[[ Exercise input, beginning ]]

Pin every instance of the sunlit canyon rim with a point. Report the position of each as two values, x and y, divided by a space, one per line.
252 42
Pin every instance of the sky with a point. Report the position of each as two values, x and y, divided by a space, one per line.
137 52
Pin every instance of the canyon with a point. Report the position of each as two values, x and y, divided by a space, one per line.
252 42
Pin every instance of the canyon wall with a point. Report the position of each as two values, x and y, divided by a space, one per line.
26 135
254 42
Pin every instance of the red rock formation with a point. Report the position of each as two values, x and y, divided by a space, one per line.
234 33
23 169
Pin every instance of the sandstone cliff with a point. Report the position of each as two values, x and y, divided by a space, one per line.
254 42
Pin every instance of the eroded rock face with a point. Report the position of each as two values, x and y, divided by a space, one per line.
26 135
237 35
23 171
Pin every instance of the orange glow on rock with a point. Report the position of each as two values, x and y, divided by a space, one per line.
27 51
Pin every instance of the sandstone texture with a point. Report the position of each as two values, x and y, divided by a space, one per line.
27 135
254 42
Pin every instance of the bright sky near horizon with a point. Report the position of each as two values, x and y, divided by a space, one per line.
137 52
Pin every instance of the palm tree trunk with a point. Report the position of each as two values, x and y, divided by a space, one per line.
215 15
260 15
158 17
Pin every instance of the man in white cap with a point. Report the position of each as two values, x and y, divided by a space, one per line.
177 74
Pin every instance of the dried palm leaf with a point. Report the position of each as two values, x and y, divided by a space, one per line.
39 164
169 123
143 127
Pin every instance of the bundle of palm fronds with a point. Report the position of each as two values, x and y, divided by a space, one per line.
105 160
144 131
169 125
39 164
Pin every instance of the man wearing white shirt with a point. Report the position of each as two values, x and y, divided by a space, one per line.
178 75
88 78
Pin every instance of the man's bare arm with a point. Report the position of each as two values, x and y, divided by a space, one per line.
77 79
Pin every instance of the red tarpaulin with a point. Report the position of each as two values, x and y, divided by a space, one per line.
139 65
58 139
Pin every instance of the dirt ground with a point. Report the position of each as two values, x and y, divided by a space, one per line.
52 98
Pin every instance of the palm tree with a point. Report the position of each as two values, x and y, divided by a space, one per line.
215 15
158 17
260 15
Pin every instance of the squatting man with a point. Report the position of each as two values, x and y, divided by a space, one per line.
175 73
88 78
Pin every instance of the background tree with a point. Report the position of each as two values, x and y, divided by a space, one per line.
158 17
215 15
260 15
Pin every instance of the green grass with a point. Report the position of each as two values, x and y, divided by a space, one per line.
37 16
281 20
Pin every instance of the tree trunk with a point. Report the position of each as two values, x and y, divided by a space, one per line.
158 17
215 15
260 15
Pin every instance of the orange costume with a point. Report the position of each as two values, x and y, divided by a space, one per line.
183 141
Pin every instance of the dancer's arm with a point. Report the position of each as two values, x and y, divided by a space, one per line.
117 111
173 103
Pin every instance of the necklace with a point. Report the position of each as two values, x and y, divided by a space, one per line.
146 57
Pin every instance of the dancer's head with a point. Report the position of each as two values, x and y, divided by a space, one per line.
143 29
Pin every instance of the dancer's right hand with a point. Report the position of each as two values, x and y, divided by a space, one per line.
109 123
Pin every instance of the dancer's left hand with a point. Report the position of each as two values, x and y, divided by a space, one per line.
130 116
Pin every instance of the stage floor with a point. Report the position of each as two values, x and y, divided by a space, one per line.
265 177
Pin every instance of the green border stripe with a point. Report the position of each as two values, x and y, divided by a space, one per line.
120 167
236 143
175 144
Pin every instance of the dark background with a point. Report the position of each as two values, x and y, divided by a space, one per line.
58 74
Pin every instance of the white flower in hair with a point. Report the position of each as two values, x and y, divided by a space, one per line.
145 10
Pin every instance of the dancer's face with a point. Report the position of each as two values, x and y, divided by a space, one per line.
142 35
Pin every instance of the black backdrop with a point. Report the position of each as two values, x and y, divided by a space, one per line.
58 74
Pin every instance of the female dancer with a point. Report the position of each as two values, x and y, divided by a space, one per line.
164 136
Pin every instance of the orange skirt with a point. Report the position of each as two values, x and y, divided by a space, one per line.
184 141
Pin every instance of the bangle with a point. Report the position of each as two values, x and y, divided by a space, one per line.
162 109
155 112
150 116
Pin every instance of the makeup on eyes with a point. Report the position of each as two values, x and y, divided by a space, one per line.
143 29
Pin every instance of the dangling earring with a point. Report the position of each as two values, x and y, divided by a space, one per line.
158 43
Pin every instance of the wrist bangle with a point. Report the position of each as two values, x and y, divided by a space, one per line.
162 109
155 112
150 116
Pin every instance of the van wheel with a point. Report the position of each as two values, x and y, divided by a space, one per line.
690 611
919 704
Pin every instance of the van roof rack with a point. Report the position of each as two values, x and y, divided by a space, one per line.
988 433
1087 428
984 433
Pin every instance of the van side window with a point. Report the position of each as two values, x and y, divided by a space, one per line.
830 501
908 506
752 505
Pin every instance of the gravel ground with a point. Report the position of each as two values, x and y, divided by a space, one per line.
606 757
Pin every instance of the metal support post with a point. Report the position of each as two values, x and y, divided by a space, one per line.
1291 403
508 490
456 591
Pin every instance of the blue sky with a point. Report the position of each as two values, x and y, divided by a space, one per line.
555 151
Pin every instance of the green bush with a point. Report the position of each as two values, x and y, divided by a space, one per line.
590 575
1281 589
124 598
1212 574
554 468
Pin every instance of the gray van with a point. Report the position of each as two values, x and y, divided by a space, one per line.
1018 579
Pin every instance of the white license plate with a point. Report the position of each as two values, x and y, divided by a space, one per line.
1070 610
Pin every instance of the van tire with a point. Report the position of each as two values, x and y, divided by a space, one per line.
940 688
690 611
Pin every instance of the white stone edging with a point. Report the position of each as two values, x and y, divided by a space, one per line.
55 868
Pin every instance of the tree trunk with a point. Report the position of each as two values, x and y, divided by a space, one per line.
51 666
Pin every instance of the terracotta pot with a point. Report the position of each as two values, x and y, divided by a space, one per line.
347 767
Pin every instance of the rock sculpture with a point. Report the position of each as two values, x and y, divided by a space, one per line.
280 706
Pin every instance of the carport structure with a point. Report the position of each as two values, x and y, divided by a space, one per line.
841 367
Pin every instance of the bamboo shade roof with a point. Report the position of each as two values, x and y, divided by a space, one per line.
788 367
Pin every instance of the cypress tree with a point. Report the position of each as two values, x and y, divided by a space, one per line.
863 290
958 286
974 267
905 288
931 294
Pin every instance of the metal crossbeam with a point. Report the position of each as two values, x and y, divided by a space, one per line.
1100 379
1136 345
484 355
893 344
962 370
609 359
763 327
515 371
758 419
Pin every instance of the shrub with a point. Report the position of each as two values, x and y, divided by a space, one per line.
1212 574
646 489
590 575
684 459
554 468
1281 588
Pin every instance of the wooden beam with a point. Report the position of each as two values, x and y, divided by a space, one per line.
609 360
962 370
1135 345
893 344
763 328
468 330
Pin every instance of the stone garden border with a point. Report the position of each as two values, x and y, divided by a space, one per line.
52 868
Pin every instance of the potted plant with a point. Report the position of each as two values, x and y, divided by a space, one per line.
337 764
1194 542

[[ Exercise input, end ]]

*What is expected:* Set out the entries once more, word for word.

*Problem solution:*
Pin every instance of the sunlit canyon rim with a point. Report the position of each as two values, x and y, divided by a space, one per line.
252 42
Pin every instance of the sky with a point. Report the position of each as two values, x and y, divided by a space, one per line.
137 52
Pin every instance of the canyon with a point. Report the position of each as two values, x and y, divided by a space, one per line.
252 42
Pin every instance of the canyon wall with a point. Report the position of each as two values, x and y, divided by a space, one per line.
26 135
254 42
Pin every instance of the red rock formation with a point. Report the position of each as two values, x and y, divided by a space, one per line.
234 33
23 169
Pin every instance of the sandstone cliff with a point. Report the position of each as two values, x and y, divided by a space, one per line.
254 42
Pin every instance of the eroded rock face with a point. Report the position of each as two values, x and y, divided by a space, one per line.
26 135
237 35
23 171
Pin every instance of the orange glow on rock with a point. Report the position of each as two values, x and y, divided by a space, one per line.
27 51
Pin every instance of the sandstone texture with a point. Report the position of each as two values, x and y, divided by a space, one per line.
27 135
254 42
Pin every instance of the bright sky near horizon with a point. Report the position of each as two values, x and y, divided by a space, one per line.
137 52
Pin every instance of the palm tree trunk with a point. Report the position of each as two values, x and y, divided by a space, one per line.
215 15
260 15
158 17
Pin every instance of the man in white cap with a point. Report the position of each as two values, x and y, divided by a space, one per line.
177 74
Pin every instance of the dried palm leaf with a point. Report the position of each as two values, x and y, divided by a space, one per line.
39 164
169 123
143 127
Pin every instance of the bundle of palm fronds with a point. Report the position of each as two values, x and y, divided by a space, one per line.
105 160
144 131
169 125
39 164
Pin every instance of the man wearing white shirt with a point. Report the position of each as two values, x and y, divided by a space, one per line.
178 75
88 78
Pin every instance of the man's bare arm with a point. Report the position of each as two values, x and y, divided by a space, one per line.
77 79
Pin every instance of the red tarpaulin with a point. Report the position of each as two values, x and y, divided by a space, one per line.
139 65
58 139
Pin every instance of the dirt ground with a point. Report the position of each as two values, x and y, divided by a space, one per line.
52 98
Pin every instance of the palm tree with a point. Report the position of each as two values, x and y, divided by a space, one per line.
215 15
158 17
260 15
Pin every instance of the squatting man with a point. Report the position of each as two values, x and y, divided by a space, one per line.
175 73
88 78
Pin every instance of the background tree with a point. Report the position of each as two values, x and y, divided by a space, one per line.
158 17
215 15
260 15
Pin every instance of the green grass with a point. Report the position of each as two values, x and y, divided by a space, one per line.
37 16
281 20
Pin every instance of the tree trunk with a point. Report the position of each as two values, x and y, divided by a space, one per line.
158 17
215 15
260 15
Pin every instance of the orange costume with a point. Report the position of each as two values, x and y, divided by a space, one per line.
183 141
Pin every instance of the dancer's arm with a point. Report the position of each as two values, x and y, divided by a space, one per line.
117 111
173 103
Pin every instance of the necklace with a point. Report the position of each as two values, x and y, divided by a space, one per line.
146 57
Pin every instance of the dancer's head with a point. Report the position of each as two values, x and y, divided by a space, one per line.
143 29
Pin every instance of the dancer's right hand with a point. Report the position of each as two values, x and y, divided by a space, one per line.
109 123
Pin every instance of the dancer's left hand with a point. Report the position of each as two values, x and y, divided by a space, one per line.
130 116
Pin every instance of the stage floor with a point. Report the position of each as two values, x and y, divided by a space, one per line.
265 177
Pin every instance of the green border stripe with a point. Report the position of each as two values, x and y, divided by a space, one per line.
120 167
236 143
175 144
Pin every instance of the dark background with a point. Report the position of each as two values, x and y, divided by a space, one per line.
58 74
Pin every instance of the white flower in hair with a point. Report the position of each as two values, x and y, divided by a space, one per line.
145 10
Pin every instance of the dancer's face with a point. Report the position of each as two values, x and y, divided by a space, one per line.
142 35
Pin every instance of the black backdrop with a point. Report the position of each as two values, x and y, divided by a space, one per line.
58 74
Pin every instance of the female dancer with a point. Report the position of each as two values, x and y, divided by a space, one per line.
164 136
Pin every instance of the orange skirt with a point. Report the position of each as two values, x and y, divided by a space, one per line.
184 141
Pin every instance of the bangle with a point. Report the position of each as two values, x and y, divided by a space, one per line.
162 109
155 112
150 116
Pin every instance of the makeup on eyes with a point. Report the position of each as two values, x and y, divided by a space, one per line.
143 29
Pin every instance of the dangling earring with a point. Report the position of each as two values, x and y, divided by a space, one per line.
158 43
Pin every instance of the wrist bangle with a point. Report the position of each as two values, x and y, divided by a space, one per line.
162 109
155 112
150 116
Pin every instance of the van wheel with a point. Report the position of each as two values, x and y, divided by a space, one per line.
690 611
919 704
Pin every instance of the van roof rack with a point. Report the position of each as two values, x and y, divided by a space, one per line.
988 433
1087 428
984 433
Pin every instance of the van side window with a point. Report the position of each as two values, x and y, divided by a space, one per line.
830 501
908 506
752 505
Pin every instance of the gravel ground with a point. Report the position of each as two values, x and y, divided by a space, one per line.
606 757
Pin every instance of the metal support post with a point. Report the position of each as two values, x and y, divided by a space, one per line.
1291 403
508 490
456 591
Pin every instance of the blue sky with a point. Report the position of each as two values, x and y, divided by a space, one per line.
555 151
Pin every instance of the green bush with a point. Report the position of each as two values, x and y, divided by a space, one per line.
590 575
1281 589
124 598
1212 574
554 468
Pin every instance of the gray van with a point. Report the position of each as two values, x and y, divided by a space, one per line.
1018 579
Pin every instance of the white license plate with a point. Report the position of each as two values, x and y, divided by a space, one per line.
1070 610
Pin every instance of the van tire with a point. Report the position of each as two values, x and y, divided by a space, one per line.
940 688
690 611
Pin every instance of the white stone edging with a point. Report the position of each as two values, x and y, divided by a space, one per line.
55 868
Pin every instance of the tree trunk with a point. Report the position of each as two values, x and y, divided by a space, one per line.
51 666
Pin every instance of the terracotta pot with a point. Report the position of each as two values, x and y, divided by a space, one per line.
347 767
Pin every instance of the rock sculpture with a point. Report the position of each as two values, x and y, divided by a space, one per line.
280 706
Pin every instance of the carport structure with a point. Report the position of each as two values, x and y, divided by a space, one per line.
841 367
Pin every instance of the bamboo shade roof with a point. Report the position of each as two values, x and y, divided by a space, one per line.
788 367
Pin every instance of the cypress tree with a point. Report the position of each as two values, x and y, divided by a space, one per line.
863 290
958 286
974 267
905 288
931 294
Pin every instance of the metal crossbeam with a point. Report the position of each as two values, x and y, divided by a space, one per line.
1100 379
1136 345
484 355
893 344
962 370
609 359
763 327
515 371
758 419
Pin every instance of the shrub with a point. Report the position of each as two values, x and y, divided by a space, one per line.
1212 574
646 489
590 575
684 459
554 468
1281 588
Pin every instance of the wooden beam with a point. Report the position of each as two values, x and y, divided by a space, one per line.
609 360
962 370
1135 345
893 344
763 328
468 330
Pin every instance of the stone garden border with a point. Report the position of each as two values, x and y, divided by a space, one per line.
52 868
Pin every instance of the potted plant with a point. Report the position of each as two values, x and y, divided by a space, one per line.
337 764
1194 542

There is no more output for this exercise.